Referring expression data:
•••••

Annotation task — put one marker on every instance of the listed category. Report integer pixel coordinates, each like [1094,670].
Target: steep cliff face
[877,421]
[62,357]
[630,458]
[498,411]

•••••

### Your instructions
Copy out all the entries exactly once more.

### Output of the task
Annotation task — put one marker on every instance of the listed category. Report integer pixel coordinates, each like [1094,670].
Target: steep cliff face
[877,421]
[62,357]
[630,458]
[498,411]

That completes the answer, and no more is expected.